Text extract:
:::::
At least three lawsuits have taken aim in the past two years at district and state rules governing teacher evaluation, seniority, or due process. One of them, Reed v. California, has already yielded a settlement shielding a handful of Los Angeles schools from seniority-based layoffs. (“L.A. Settles ACLU Suit on Layoffs,” Oct. 13, 2010.)
In a second case, Doe v. Deasy et al., a court hearing was scheduled for this week. It seeks to enforce a state law requiring “pupil progress” as a criterion for evaluating teachers.
And a third lawsuit, filed just last month in Los Angeles Superior Court and by far the most sweeping of the three, seeks to overturn five state laws relating to teacher evaluation, tenure, and due process.
In effect, the suits are slowly building the argument that equal access to good instruction is guaranteed under the state constitution—not merely equal access to funding or facilities, the basis of most prior education civil rights lawsuits in the state.
“It is a modern civil rights movement that recognizes that we are not going to get the change in the law from a legislature where money is the mother’s milk of politics,” said Gloria Romero, a former California Senate majority leader and now the director of the California chapter of Democrats for Education Reform, or DFER, a political action committee supportive of the lawsuit.
“And I served there,” she said. “I’ve sat in all those meetings. So we’ve taken a lesson from history and said we will take it to the courts to seek remedy. When the courts rule, the legislature must act.”
Civil Rights Context
DFER is among the groups that are helping to advise Students Matter, the nonprofit organization bankrolling the most recent lawsuit, Vergara v. California.
The thread running through all three cases is that the policies violate students’ civil rights by denying them access to good teachers. The Vergara suit, for instance, contends that the laws, in conjunction, disproportionately concentrate the weakest teachers in the low-performing schools.
The state’s laws, it argues, allow tenure to be granted after only two years, before a teacher’s performance has been well documented; create some dozen steps in due process for dismissing teachers for poor performance, which the plaintiffs say allows the process to drag on for months or years; and mandate that seniority, rather than performance, be the primary factor in determining which teachers are laid off during reductions-in-force.
Reed v. California, et al.
Filed: Feb. 24, 2010
Status: Settled Jan. 21, 2011
The settlement directs the Los Angeles school district to shield 45 low-performing schools from layoffs and caps layoffs in other schools. It also calls for an incentive program to retain teachers and principals in low-income schools.
Doe v. Deasy, et al.
Filed: Nov. 1, 2011
Status: Hearing scheduled for June
5, 2012 The suit seeks to compel the Los Angeles school district to evaluate teachers in accordance with a state law requiring evaluations to consider “pupil progress” toward state standards, as measured by state tests where applicable. It also seeks to prohibit the school district from entering into collective bargaining contracts that do not comply with this law.
Vergara v. California, et al.
Filed: May 14, 2012
Status: Awaiting hearing
The suit seeks an injunction against five state statutes relating to teacher tenure-granting, due process, and layoff policies. It also seeks to prohibit future laws or contracts that would put similar restrictions into place.
SOURCE: Education Week
The five laws governing those policies “inevitably present a total and fatal conflict with the right to education guaranteed by the California Constitution, because it forces an arbitrary subset of California students to be educated by grossly ineffective teachers,” the complaint reads.
:::::
Data entries:

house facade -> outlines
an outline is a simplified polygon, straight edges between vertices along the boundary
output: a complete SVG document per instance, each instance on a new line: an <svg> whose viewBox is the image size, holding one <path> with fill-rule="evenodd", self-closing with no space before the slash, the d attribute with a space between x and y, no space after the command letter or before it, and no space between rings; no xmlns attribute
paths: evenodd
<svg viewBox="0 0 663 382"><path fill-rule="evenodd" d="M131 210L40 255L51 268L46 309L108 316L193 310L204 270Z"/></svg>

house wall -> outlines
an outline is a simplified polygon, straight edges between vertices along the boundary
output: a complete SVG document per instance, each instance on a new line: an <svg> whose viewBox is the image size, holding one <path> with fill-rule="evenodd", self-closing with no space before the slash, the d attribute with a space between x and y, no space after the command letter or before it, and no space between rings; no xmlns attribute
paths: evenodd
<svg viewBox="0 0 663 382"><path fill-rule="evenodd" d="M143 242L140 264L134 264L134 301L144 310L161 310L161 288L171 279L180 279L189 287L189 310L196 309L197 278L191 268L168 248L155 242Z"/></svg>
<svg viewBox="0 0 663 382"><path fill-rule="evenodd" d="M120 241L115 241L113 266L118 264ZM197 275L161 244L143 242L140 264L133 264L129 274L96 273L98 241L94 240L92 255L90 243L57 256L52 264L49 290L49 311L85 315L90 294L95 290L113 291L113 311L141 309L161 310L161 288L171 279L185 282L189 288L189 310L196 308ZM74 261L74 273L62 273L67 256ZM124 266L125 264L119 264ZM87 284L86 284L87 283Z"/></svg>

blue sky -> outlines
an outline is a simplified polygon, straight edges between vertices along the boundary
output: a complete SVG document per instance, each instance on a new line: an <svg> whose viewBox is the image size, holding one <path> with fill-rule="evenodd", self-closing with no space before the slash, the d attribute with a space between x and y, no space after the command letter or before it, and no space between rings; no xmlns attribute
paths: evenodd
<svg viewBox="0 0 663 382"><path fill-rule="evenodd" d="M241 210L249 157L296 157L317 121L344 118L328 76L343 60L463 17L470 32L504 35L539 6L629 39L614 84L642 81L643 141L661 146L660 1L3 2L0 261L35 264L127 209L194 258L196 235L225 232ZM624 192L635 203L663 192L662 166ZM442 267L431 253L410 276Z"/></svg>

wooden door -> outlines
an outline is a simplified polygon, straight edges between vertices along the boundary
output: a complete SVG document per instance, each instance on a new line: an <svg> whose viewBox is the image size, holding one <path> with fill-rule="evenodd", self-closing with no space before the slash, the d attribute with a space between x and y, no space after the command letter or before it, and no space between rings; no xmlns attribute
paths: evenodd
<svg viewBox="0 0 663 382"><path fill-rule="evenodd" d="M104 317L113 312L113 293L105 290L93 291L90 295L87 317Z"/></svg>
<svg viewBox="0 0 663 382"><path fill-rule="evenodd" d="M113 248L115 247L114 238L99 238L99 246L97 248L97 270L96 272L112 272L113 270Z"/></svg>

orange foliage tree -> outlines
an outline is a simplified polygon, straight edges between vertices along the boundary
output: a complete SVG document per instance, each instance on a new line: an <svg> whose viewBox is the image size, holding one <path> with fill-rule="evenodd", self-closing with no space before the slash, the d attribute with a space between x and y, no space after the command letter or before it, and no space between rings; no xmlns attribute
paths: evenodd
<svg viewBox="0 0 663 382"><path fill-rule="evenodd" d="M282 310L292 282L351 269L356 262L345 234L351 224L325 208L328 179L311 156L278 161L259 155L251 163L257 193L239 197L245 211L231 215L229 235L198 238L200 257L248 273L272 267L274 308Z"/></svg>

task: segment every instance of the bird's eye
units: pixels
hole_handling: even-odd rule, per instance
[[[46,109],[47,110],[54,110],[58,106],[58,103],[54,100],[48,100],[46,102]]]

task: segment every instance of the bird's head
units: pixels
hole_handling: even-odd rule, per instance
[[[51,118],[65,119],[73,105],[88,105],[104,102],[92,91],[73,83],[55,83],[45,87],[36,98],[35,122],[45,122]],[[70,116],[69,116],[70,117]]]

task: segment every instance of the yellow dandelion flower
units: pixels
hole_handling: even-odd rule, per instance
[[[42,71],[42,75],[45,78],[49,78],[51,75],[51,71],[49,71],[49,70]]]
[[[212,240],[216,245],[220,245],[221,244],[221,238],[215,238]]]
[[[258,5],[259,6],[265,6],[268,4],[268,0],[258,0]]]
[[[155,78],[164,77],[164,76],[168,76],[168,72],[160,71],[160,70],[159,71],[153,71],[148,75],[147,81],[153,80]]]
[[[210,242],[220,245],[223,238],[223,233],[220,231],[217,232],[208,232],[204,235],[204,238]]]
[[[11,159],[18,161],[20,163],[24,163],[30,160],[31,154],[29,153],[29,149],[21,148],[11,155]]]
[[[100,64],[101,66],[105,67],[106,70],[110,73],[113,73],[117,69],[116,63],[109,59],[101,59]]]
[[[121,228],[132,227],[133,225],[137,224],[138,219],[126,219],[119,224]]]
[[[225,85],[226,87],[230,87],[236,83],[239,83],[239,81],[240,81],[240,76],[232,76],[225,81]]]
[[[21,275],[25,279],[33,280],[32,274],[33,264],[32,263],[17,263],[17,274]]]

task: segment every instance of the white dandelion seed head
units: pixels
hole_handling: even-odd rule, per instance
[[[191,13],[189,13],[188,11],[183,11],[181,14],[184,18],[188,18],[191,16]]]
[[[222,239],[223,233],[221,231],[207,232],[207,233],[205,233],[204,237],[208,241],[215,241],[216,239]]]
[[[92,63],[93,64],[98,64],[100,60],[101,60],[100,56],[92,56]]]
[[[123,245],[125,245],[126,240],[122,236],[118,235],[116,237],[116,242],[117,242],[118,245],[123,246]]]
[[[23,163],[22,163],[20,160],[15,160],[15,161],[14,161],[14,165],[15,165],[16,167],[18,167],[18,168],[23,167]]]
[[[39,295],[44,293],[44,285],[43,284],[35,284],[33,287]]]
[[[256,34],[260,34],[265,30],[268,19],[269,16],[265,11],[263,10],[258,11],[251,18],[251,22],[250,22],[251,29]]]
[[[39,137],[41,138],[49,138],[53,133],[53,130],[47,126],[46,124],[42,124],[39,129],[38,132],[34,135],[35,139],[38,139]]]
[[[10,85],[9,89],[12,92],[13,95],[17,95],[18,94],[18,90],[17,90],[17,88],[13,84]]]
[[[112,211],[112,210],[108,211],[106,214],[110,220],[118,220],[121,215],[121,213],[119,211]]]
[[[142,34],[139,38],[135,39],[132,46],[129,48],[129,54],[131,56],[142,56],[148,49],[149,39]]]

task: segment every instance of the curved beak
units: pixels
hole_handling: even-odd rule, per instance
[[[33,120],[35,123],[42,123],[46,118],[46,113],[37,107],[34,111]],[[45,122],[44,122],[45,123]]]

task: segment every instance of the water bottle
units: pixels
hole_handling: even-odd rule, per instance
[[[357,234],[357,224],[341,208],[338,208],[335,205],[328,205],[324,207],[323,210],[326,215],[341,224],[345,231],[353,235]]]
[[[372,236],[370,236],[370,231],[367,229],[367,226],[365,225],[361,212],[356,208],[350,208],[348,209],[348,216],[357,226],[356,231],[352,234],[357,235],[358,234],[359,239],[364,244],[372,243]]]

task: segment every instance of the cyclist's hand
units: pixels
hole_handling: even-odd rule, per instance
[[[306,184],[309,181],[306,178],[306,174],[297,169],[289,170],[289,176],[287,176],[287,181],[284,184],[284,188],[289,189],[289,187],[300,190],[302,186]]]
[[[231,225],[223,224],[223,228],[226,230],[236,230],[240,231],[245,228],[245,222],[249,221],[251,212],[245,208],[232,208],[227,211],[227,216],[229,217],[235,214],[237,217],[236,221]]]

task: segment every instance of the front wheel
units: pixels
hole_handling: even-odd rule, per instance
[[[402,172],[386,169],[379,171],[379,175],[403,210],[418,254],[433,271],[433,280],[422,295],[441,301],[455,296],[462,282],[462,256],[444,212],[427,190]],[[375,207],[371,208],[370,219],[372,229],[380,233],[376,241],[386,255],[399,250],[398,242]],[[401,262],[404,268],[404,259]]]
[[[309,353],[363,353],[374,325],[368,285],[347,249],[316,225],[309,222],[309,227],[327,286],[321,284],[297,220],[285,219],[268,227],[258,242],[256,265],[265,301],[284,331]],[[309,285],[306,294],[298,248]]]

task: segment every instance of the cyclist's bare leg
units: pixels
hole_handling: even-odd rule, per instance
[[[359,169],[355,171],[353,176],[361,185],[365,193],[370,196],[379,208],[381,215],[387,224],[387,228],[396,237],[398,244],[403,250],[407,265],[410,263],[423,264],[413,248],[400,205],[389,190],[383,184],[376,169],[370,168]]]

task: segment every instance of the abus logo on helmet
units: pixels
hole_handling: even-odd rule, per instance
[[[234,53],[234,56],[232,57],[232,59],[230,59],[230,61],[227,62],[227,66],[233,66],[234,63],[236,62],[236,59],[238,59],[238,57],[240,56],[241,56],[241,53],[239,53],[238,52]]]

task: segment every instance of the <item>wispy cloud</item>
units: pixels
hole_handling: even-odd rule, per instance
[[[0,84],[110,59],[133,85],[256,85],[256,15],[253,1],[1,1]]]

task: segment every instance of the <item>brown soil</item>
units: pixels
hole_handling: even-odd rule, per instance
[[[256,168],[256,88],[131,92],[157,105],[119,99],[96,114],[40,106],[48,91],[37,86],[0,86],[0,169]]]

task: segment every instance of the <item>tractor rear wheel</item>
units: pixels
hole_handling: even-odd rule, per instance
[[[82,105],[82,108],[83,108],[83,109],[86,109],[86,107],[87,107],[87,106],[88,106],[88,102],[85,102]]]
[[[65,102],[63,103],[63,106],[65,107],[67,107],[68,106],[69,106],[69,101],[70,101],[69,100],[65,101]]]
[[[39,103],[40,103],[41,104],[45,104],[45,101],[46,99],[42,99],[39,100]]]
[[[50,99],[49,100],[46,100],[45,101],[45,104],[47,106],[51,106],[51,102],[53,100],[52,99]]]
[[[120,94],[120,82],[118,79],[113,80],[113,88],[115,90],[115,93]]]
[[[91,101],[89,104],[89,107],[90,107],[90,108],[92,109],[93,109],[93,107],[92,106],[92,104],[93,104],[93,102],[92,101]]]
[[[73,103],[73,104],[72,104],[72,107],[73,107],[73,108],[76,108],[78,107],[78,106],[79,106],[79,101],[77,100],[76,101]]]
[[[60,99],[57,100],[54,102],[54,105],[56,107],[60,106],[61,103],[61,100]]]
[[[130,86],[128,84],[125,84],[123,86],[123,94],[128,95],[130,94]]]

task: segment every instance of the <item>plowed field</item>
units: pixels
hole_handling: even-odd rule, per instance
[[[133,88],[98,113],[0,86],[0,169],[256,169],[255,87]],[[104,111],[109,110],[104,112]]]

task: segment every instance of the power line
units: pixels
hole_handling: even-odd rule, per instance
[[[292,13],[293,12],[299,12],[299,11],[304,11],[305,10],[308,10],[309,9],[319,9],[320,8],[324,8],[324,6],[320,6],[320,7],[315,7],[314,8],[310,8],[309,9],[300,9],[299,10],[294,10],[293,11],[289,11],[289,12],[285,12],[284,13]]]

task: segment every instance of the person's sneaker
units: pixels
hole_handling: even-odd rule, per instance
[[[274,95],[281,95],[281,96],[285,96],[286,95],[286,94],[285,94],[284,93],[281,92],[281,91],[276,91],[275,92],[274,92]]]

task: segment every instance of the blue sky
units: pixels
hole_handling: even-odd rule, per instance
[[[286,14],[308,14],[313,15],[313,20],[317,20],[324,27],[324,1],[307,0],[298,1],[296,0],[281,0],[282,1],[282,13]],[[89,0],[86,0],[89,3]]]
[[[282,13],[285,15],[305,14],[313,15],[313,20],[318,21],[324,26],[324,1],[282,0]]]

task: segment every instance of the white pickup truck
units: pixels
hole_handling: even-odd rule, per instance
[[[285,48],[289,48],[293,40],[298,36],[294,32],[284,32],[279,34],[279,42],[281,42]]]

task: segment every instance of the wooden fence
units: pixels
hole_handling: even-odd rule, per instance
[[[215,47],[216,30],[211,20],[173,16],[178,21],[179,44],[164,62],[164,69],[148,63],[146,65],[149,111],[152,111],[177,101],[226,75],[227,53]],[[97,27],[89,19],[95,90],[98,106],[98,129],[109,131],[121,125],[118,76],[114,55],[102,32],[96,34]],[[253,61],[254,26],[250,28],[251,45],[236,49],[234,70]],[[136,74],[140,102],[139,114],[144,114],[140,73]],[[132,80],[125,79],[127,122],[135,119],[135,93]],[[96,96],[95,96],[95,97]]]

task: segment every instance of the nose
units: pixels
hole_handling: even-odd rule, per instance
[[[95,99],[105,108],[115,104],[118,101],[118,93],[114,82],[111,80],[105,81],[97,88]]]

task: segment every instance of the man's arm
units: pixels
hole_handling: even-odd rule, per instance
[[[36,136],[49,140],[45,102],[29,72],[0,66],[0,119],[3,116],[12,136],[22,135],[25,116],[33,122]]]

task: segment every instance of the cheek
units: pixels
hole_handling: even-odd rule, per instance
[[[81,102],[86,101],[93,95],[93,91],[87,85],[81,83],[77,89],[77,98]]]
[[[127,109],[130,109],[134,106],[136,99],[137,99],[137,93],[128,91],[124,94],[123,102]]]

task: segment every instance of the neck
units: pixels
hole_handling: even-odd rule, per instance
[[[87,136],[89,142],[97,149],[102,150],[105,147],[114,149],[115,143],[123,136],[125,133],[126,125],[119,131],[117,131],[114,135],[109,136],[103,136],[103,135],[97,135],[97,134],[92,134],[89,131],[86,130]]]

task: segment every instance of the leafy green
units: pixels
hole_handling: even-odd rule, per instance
:::::
Directions:
Please reproduce, word for word, the part of the article on California teacher lawsuits that begins at the words "Reed v. California, et" and stops after "in low-income schools.".

Completed task:
Reed v. California, et al.
Filed: Feb. 24, 2010
Status: Settled Jan. 21, 2011
The settlement directs the Los Angeles school district to shield 45 low-performing schools from layoffs and caps layoffs in other schools. It also calls for an incentive program to retain teachers and principals in low-income schools.